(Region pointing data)
◇ ◇ ◇ ◇ ◇
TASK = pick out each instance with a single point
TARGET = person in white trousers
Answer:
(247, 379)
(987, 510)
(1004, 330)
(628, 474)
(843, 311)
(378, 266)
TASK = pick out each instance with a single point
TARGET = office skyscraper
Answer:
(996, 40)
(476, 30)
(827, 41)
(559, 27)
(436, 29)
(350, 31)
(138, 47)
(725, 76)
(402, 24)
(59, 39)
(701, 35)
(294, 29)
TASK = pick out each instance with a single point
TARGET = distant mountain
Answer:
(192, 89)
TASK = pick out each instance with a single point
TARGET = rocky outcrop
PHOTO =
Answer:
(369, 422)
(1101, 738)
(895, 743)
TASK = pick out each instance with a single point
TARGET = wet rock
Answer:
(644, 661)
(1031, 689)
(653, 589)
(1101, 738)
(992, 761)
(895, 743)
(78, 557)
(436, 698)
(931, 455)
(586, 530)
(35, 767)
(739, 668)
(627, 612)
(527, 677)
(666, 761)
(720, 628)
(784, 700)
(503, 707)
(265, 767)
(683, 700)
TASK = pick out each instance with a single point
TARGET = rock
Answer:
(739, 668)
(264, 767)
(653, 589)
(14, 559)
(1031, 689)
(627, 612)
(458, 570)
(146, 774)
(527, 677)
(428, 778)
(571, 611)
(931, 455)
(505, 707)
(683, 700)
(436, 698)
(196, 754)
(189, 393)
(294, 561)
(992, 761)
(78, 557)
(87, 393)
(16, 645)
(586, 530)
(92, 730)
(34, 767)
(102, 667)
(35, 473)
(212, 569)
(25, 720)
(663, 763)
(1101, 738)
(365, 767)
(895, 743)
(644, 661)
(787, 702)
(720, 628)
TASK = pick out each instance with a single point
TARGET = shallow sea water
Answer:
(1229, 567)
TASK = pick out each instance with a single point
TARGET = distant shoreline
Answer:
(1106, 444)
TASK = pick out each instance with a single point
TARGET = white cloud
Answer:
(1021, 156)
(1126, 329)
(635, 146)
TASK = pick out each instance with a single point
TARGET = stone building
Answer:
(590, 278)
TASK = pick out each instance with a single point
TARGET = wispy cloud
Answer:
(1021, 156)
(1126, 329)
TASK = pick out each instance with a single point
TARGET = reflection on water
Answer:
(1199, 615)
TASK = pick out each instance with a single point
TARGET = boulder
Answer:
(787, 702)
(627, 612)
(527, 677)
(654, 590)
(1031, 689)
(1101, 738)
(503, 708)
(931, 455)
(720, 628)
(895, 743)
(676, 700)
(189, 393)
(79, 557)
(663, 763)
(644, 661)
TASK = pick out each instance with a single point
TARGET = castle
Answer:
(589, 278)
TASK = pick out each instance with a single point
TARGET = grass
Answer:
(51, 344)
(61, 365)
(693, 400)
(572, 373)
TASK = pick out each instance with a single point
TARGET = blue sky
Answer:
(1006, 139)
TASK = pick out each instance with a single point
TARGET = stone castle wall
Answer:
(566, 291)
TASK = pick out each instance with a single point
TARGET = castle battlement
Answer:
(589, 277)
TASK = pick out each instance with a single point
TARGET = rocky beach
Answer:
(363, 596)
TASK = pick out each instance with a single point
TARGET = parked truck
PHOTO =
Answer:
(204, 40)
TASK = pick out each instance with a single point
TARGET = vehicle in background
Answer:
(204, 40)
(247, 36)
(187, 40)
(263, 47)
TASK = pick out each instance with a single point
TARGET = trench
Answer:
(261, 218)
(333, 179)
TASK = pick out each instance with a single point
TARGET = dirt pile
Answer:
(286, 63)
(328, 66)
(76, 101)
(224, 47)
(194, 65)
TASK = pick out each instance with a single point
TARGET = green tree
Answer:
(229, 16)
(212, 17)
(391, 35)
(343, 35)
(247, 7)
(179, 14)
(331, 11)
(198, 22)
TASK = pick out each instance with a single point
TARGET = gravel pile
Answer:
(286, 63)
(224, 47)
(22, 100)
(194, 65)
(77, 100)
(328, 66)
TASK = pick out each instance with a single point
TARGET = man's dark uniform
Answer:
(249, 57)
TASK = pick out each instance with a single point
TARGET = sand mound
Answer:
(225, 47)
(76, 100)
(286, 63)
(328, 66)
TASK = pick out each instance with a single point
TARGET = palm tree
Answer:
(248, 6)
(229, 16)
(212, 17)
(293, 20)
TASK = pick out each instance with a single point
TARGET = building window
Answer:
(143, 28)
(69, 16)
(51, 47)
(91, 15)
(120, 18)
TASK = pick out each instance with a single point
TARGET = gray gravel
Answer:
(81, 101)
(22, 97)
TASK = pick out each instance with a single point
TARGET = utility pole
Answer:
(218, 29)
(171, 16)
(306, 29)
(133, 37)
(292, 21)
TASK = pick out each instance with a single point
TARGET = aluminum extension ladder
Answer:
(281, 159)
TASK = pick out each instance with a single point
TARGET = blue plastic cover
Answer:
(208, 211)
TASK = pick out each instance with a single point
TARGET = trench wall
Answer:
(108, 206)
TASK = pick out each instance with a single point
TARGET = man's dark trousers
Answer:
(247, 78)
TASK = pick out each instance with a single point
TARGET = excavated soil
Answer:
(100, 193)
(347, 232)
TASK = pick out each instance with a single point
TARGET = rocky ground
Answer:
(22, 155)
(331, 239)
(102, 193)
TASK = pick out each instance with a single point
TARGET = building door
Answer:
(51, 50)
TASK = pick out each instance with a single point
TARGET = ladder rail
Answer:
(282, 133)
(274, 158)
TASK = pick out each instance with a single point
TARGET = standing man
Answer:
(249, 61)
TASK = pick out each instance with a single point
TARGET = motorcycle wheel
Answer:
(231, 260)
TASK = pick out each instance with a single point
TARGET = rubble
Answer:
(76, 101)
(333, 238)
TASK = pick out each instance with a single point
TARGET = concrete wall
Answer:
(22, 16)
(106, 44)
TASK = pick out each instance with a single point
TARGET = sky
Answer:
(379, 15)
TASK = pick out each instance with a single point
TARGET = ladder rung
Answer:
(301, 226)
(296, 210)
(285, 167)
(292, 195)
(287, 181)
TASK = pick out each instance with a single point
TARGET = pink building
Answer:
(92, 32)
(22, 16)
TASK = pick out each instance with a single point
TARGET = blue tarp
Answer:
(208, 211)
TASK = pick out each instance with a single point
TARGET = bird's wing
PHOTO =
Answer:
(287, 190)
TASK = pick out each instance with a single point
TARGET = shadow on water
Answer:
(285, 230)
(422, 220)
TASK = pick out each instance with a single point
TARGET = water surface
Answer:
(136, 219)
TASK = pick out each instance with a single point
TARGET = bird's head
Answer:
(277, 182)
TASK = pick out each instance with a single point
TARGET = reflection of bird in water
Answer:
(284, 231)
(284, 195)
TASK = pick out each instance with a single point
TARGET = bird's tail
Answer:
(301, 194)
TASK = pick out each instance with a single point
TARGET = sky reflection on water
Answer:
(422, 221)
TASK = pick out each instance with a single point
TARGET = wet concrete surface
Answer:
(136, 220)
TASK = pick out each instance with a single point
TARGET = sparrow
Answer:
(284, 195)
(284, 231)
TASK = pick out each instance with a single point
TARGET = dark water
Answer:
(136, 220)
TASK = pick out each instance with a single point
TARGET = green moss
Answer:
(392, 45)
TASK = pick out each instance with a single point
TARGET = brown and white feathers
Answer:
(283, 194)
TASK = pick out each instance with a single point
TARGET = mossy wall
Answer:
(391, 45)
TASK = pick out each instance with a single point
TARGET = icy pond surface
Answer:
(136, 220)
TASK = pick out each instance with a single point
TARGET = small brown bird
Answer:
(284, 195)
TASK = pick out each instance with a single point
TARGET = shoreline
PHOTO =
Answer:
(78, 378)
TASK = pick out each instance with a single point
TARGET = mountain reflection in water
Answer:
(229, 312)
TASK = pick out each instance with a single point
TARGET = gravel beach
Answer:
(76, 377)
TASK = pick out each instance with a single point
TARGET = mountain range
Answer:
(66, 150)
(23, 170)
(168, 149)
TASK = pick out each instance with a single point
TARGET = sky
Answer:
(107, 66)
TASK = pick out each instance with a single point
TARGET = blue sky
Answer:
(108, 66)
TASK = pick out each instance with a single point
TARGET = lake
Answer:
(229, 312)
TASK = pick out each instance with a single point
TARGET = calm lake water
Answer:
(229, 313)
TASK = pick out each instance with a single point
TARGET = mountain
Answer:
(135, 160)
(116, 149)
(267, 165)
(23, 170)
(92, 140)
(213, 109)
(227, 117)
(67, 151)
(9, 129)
◇ ◇ ◇ ◇ ◇
### AIM OF THE EXERCISE
Copy out each line from the preceding entries that mentions the word "beach".

### ANSWER FOR THE TASK
TARGET = rocky beach
TARGET = gravel beach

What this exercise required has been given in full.